(Detection annotation records)
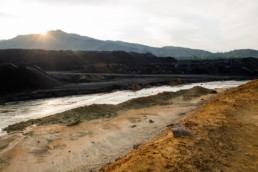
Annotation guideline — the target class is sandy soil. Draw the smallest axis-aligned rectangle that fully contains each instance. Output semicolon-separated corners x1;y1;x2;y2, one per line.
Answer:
0;89;218;172
101;80;258;172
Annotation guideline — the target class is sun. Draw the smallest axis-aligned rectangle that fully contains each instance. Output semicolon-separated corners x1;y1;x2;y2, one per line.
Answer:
39;31;47;36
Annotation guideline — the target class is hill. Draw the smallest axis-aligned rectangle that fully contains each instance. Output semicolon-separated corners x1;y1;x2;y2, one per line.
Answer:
0;30;258;59
0;64;60;94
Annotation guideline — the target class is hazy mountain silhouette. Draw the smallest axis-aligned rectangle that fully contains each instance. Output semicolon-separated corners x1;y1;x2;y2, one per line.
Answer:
0;30;258;59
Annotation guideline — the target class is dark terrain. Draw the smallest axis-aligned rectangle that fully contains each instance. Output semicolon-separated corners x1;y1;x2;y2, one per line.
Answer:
0;49;258;102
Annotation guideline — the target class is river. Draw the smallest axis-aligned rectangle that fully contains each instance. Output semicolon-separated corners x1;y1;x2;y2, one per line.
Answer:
0;81;248;135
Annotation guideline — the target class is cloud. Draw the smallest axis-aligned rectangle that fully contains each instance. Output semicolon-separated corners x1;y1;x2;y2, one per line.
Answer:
0;0;258;51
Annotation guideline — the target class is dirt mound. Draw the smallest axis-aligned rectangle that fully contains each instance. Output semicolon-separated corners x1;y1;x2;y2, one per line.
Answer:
101;80;258;171
4;87;214;132
0;64;60;93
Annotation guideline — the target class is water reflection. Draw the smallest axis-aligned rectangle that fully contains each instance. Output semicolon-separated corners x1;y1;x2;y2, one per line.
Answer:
0;81;250;134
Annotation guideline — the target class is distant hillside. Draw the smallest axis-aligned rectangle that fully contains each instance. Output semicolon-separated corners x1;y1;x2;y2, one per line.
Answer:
0;30;258;59
0;49;176;72
0;49;258;76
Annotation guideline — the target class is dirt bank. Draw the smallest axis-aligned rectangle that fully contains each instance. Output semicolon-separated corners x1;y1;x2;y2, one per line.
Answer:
4;86;216;132
101;80;258;172
0;87;218;172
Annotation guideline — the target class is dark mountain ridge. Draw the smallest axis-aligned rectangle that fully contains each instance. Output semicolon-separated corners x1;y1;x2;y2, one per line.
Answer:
0;30;258;59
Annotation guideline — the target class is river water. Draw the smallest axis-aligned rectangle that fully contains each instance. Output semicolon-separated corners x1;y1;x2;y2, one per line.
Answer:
0;81;248;135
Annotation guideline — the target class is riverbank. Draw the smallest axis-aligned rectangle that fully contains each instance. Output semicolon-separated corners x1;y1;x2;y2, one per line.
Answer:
101;80;258;171
0;87;222;172
0;72;253;104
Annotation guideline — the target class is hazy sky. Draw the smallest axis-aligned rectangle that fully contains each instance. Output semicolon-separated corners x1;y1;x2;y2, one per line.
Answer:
0;0;258;51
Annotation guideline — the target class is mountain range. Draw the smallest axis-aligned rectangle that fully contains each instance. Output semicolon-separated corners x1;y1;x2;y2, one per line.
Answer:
0;30;258;59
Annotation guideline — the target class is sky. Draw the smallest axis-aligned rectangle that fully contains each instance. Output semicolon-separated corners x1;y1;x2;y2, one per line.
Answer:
0;0;258;52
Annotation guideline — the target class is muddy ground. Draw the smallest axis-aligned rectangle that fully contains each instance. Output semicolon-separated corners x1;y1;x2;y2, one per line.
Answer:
101;80;258;172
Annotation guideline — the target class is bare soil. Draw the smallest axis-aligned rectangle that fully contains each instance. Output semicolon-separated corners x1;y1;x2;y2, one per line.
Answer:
101;80;258;172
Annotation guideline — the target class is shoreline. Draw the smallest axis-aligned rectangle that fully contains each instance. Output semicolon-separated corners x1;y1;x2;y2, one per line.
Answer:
0;87;220;171
0;75;254;105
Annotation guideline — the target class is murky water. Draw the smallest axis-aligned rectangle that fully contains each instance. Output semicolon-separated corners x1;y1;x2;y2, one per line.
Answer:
0;81;248;135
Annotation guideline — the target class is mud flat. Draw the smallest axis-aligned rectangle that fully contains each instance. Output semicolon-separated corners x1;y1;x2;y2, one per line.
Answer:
0;87;218;172
101;80;258;171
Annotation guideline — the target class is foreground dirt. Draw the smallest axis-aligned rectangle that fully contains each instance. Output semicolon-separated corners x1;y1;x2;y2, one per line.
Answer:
0;87;216;172
101;80;258;172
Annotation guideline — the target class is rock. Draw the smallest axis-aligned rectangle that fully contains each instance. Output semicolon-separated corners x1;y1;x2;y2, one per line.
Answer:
149;119;154;123
171;124;192;138
66;119;81;126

**Written instruction**: Rename "target class" to "object category" throughout the listing above, and leave every other part of the lines unchanged. Omit the pictures from your answer.

**Answer to the exercise**:
Annotation guideline — the object category is sandy soil. Draw the smallest axis-aligned rectangle that fully contains each instance. Output semicolon-separated corners x1;y1;x2;y2, one per line.
Answer:
0;89;218;172
101;80;258;172
Annotation guideline — the object category is sun. Draw the smallest axis-aligned rectangle that fully contains each instance. Output semicolon-separated corners x1;y1;x2;y2, one per line.
Answer:
39;31;47;36
Annotation guideline — the object category is hill. Draw the smallest axis-aligned rectangle that fully contains each instance. Output semicolon-separated corners x1;y1;x2;y2, one per line.
Answer:
0;30;258;59
0;64;60;94
Annotation guideline — the object category is hazy mountain silhouette. Draw the smallest axis-aligned rectangle that fully contains each instance. Output semicolon-separated corners x1;y1;x2;y2, one per line.
Answer:
0;30;258;59
Annotation guideline — the object category is dark terrain. Draw the smallest axis-aligned rectangle that fully contains each instance. Output semicolon-separated corners x1;y1;x2;y2, one per line.
Answer:
0;49;258;102
Annotation guideline — the object category is river. Draw the smallest axis-aligned rectangle that fully contains each instance. Output semicolon-separated corners x1;y1;x2;y2, one per line.
Answer:
0;81;248;135
Annotation guideline — the object category is cloud. Draw the smallest axis-aligned rectangle that fully contains each instance. Output semicolon-separated corners x1;y1;x2;y2, one per line.
Answer:
0;0;258;51
Annotation guideline — the object category is dirt mound. Draw the smallest axis-aligned rectangle that fully contains each instance. Output semicolon-separated corners x1;y1;x2;y2, one per line.
Answer:
101;80;258;171
4;87;214;132
0;64;60;93
Annotation guideline — the object category is water reflection. Draw the smallest axis-aligned rectangle that fully contains each instance. Output semicolon-separated corners x1;y1;x2;y2, one per line.
Answer:
0;81;250;134
Annotation guideline — the object category is distant hillside. Draw the smallest axis-aligned rectangle that fully contains each instance. Output semicolon-separated corners x1;y1;x2;y2, one per line.
Answer:
0;30;258;59
0;49;176;72
0;49;258;76
Annotation guideline — the object category is dirt bank. Draw the smallest axis-aligned rectangle that fully contains each instance. Output semicolon-separated corners x1;y1;x2;y2, one per line.
Answer:
4;86;216;132
101;80;258;172
0;87;218;172
Annotation guideline — the object category is dark mountain ridge. Draw the smallest axis-aligned rectangle that fully contains each instance. Output semicolon-separated corners x1;y1;x2;y2, one per line.
Answer:
0;30;258;59
Annotation guideline — the object category is river water. Draw the smallest axis-aligned rectangle that fully contains each instance. Output semicolon-separated corners x1;y1;x2;y2, one per line.
Answer:
0;81;248;135
Annotation guideline — the object category is riverbank. Draw the smallest axis-aligned rectangle that fully contains each instance. Output semicolon-separated corners x1;y1;x2;y2, one per line.
Answer:
101;80;258;171
0;87;222;172
0;72;253;104
Annotation guideline — the object category is hazy sky. Draw the smallest axis-aligned rectangle that fully contains each instance. Output semicolon-separated corners x1;y1;x2;y2, one per line.
Answer:
0;0;258;51
Annotation guideline — the object category is mountain range. Draw the smallest axis-aligned rectangle that fully contains each instance. Output semicolon-separated corners x1;y1;x2;y2, one per line.
Answer:
0;30;258;59
Annotation guideline — the object category is sky. Draw the smallest axis-aligned rectangle that fully contains each instance. Output semicolon-separated corners x1;y1;x2;y2, one per line.
Answer:
0;0;258;52
Annotation guideline — the object category is muddy ground. Draw the smallest axis-aligned rectangle that fully contains each instance. Output semicolon-separated corners x1;y1;x2;y2, one per line.
Answer:
101;80;258;172
Annotation guideline — the object category is bare soil. Draw the smallest axis-aligned rectangle that fully contains each instance. Output semicolon-separated corners x1;y1;x2;y2, one per line.
Answer:
101;80;258;172
Annotation guideline — the object category is shoreline. Draw the smallest axis-aligned rectangle that fully contains each instance. Output semicolon-separated corners x1;y1;x2;y2, one per line.
Answer:
0;87;220;171
0;75;254;105
Annotation guideline — the object category is murky water. Draw the smallest axis-aligned rectangle that fully contains each instance. Output semicolon-separated corners x1;y1;x2;y2, one per line.
Answer:
0;81;248;135
Annotation guideline — the object category is mud flat. Draw the smallest axis-aligned rectangle that fully contains each instance. Output semicolon-separated corners x1;y1;x2;y2, one per line.
Answer:
0;87;218;172
101;80;258;171
Annotation guideline — the object category is foreground dirt. Draw the smallest axis-aligned rectangle that fully contains each instance. Output semicolon-separated corners x1;y1;x2;y2, one per line.
Answer:
0;87;216;172
101;80;258;172
Annotation guideline — the object category is rock. Draw the smallest axis-aligned rectangle that fully contains each instance. Output semicolon-separated corners x1;y1;x2;y2, one per line.
Answer:
149;119;154;123
171;124;192;138
66;119;81;126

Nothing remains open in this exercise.